- **What you are asked to do**: Scan the listing below for "field", then report every line that has it.

- **Provided information**:
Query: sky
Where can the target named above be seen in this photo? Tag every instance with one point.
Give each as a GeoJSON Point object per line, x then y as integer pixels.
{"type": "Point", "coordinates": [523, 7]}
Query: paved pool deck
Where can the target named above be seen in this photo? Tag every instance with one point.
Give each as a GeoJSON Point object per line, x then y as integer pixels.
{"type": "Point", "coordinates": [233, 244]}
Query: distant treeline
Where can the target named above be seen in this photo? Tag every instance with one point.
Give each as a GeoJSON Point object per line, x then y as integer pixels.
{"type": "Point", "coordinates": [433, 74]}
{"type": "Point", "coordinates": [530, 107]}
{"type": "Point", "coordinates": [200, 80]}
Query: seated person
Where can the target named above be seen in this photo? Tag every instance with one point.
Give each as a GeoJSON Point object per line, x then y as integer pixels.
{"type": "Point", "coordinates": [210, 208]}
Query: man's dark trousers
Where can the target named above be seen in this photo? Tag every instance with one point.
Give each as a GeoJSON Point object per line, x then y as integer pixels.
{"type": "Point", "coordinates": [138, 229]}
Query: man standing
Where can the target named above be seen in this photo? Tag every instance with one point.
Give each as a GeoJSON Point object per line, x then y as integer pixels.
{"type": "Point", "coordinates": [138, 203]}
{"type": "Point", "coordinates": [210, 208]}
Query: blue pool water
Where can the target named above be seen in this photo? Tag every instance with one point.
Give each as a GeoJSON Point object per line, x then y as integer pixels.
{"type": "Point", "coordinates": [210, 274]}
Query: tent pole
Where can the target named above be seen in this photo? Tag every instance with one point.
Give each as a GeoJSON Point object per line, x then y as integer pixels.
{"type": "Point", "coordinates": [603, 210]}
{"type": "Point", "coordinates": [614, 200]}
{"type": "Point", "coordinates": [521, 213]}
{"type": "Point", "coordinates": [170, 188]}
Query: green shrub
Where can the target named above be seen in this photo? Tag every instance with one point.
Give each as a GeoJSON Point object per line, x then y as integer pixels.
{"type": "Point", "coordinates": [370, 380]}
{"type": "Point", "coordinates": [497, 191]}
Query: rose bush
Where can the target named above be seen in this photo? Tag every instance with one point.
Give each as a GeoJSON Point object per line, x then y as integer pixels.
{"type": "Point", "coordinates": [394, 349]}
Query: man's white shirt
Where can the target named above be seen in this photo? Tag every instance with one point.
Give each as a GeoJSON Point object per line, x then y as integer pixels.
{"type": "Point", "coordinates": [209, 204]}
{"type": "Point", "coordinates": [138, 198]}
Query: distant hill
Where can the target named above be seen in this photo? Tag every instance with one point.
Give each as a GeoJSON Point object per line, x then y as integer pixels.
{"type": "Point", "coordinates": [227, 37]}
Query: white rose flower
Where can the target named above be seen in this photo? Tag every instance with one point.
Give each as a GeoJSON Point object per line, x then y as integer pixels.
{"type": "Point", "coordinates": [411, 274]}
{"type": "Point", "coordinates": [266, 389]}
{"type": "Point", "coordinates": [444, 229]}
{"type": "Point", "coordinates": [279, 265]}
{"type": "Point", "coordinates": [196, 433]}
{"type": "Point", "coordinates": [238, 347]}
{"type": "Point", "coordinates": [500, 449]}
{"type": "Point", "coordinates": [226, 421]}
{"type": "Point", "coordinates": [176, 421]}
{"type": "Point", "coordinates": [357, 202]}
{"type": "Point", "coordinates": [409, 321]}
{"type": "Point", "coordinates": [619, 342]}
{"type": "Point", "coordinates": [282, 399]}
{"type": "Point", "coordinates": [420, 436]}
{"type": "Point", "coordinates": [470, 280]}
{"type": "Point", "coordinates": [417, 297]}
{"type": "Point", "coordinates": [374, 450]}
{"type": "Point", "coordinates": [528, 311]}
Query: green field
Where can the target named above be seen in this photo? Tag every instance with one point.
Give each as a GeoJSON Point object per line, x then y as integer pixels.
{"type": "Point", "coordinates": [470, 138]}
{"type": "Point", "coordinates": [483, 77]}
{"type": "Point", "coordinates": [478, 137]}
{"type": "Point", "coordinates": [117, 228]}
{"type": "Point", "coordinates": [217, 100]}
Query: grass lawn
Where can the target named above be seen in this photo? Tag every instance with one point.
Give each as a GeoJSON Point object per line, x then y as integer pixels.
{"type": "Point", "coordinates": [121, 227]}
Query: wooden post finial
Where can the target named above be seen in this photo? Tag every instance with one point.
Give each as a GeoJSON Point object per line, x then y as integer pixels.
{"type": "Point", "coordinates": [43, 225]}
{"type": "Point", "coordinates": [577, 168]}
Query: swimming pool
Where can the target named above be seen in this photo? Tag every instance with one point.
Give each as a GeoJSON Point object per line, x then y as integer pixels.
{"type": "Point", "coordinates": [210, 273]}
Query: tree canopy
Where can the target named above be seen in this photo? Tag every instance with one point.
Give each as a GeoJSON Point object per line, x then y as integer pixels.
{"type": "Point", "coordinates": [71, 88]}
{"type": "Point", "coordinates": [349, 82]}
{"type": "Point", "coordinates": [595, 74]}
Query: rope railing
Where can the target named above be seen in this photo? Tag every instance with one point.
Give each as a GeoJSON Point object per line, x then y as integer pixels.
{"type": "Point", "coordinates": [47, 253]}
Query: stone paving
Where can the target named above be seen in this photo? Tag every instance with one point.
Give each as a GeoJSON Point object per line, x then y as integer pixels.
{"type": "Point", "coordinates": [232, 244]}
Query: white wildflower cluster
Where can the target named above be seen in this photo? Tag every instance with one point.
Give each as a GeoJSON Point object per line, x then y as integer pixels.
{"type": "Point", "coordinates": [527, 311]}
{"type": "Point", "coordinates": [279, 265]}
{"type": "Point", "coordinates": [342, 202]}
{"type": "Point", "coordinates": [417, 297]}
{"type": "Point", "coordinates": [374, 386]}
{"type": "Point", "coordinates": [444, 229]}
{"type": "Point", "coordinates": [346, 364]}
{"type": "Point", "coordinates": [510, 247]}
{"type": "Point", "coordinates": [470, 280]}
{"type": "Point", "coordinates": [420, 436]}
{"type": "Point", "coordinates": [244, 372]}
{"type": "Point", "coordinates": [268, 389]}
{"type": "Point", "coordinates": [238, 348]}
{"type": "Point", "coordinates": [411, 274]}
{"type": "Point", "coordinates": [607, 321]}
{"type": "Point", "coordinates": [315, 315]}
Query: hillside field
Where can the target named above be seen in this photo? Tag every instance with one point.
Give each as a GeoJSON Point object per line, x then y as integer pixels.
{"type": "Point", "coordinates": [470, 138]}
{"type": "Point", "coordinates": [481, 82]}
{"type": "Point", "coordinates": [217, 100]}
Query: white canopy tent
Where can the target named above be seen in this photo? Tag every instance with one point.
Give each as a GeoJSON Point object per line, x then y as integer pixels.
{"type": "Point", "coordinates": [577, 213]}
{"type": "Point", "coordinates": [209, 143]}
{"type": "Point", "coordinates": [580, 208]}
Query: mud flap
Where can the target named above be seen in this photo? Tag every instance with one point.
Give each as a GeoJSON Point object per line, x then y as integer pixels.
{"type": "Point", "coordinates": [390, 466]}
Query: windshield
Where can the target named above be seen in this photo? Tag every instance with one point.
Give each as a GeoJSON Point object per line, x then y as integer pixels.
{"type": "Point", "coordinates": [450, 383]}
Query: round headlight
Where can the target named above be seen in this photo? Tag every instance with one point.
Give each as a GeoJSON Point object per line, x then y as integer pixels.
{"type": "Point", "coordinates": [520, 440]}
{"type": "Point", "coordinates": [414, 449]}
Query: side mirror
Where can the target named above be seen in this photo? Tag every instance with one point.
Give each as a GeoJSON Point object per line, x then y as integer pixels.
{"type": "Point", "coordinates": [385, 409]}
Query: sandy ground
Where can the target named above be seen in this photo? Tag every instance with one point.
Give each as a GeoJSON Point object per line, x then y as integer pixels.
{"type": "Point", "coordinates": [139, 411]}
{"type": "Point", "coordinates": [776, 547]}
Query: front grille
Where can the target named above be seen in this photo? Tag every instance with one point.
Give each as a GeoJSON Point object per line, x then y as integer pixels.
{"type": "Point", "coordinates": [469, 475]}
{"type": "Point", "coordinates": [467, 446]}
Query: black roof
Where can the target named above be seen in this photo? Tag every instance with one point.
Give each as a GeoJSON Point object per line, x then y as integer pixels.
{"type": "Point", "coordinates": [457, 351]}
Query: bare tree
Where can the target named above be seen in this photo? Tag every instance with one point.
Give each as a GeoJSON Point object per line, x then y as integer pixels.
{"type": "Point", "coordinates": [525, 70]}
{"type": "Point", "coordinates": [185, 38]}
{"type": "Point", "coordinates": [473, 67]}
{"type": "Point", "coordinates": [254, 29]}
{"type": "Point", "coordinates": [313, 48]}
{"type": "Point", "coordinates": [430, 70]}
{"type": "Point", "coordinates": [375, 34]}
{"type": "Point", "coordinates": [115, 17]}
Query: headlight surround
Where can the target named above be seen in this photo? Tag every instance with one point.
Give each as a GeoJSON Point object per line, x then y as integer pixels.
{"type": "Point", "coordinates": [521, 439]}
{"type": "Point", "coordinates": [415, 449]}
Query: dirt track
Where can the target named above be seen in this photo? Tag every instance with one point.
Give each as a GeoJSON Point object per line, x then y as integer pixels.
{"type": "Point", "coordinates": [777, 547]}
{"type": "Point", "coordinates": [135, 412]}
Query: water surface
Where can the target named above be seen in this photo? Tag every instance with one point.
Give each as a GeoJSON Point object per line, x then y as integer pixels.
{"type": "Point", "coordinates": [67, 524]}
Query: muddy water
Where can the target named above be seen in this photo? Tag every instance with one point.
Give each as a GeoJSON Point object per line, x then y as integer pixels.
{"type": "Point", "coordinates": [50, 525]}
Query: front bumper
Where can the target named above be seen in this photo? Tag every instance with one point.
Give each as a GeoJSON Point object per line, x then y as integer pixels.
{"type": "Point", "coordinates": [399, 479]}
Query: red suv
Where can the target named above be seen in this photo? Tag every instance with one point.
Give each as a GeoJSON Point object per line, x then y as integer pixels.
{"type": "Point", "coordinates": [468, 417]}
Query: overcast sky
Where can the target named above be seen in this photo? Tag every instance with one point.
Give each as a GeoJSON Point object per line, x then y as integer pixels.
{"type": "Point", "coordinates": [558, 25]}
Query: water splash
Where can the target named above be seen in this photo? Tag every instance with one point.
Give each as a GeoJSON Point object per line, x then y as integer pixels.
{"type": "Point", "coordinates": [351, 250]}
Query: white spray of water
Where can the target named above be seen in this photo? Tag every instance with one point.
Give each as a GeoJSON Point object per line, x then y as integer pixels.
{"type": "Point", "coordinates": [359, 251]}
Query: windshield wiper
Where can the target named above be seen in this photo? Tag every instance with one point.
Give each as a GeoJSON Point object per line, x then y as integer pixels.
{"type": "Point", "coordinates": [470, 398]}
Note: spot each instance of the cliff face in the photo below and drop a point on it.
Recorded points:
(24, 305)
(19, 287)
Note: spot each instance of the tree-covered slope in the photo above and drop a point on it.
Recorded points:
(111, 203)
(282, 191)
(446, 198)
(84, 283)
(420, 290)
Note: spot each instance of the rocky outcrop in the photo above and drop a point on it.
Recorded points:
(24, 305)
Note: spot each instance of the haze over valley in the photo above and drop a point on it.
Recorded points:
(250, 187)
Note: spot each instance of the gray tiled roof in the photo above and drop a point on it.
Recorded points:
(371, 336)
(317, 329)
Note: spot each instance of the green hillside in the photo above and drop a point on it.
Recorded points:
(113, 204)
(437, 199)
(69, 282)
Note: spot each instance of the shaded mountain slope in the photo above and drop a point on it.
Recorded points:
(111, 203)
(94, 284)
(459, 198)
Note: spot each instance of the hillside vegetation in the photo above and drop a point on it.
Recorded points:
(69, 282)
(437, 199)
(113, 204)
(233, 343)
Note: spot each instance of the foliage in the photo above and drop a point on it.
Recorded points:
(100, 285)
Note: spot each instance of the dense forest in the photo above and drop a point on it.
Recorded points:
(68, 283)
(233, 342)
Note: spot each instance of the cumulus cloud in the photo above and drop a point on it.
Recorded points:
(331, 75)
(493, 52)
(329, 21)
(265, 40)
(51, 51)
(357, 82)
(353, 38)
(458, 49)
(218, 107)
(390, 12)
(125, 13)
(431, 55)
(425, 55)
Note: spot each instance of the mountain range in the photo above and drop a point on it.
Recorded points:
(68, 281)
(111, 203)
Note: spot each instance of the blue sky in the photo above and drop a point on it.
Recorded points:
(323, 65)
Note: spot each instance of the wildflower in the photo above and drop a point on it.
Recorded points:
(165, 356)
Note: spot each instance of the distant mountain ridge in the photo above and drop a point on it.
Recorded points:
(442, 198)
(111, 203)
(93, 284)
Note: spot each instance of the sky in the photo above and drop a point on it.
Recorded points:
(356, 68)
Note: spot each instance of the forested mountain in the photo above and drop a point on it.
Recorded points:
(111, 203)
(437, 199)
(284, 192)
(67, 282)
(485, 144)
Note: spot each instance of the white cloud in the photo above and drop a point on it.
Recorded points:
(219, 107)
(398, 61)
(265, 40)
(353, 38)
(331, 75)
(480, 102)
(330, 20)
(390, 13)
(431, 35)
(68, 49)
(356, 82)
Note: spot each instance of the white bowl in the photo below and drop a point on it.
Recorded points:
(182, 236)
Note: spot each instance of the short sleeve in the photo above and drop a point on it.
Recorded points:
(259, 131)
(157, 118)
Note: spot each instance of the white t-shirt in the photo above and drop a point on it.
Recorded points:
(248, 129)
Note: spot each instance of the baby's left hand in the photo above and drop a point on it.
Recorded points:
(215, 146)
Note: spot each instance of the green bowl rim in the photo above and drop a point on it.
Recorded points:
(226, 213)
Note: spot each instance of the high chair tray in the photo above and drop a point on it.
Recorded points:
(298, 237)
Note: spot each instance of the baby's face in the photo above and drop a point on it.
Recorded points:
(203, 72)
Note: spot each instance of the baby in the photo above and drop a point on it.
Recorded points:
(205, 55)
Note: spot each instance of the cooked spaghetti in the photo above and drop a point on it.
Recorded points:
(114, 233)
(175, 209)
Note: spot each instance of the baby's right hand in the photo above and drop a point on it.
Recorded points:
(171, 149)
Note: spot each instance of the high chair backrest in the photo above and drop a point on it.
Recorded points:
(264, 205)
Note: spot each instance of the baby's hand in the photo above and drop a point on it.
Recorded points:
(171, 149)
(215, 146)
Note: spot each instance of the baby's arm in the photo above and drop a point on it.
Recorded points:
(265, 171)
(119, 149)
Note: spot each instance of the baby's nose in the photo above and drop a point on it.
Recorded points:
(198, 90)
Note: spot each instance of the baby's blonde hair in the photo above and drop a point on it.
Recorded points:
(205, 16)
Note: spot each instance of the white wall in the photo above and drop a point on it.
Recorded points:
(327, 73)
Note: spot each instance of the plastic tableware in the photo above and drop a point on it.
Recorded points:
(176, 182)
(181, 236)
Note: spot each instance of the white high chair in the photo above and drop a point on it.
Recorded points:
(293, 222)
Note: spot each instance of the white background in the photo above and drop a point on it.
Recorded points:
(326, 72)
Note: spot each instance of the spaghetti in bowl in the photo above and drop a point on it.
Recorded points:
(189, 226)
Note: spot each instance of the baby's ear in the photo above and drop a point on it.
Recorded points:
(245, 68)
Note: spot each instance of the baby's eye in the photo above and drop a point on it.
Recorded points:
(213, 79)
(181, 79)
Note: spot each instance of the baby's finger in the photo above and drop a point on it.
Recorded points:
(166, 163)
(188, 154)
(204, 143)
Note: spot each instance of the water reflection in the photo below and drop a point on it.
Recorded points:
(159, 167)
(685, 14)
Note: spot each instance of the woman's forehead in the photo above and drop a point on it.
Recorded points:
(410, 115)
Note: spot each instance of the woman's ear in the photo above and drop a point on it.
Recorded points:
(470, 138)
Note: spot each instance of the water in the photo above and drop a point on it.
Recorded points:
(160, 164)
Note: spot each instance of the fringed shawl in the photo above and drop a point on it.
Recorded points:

- **Result of the task**:
Query: green field
Query: hillside field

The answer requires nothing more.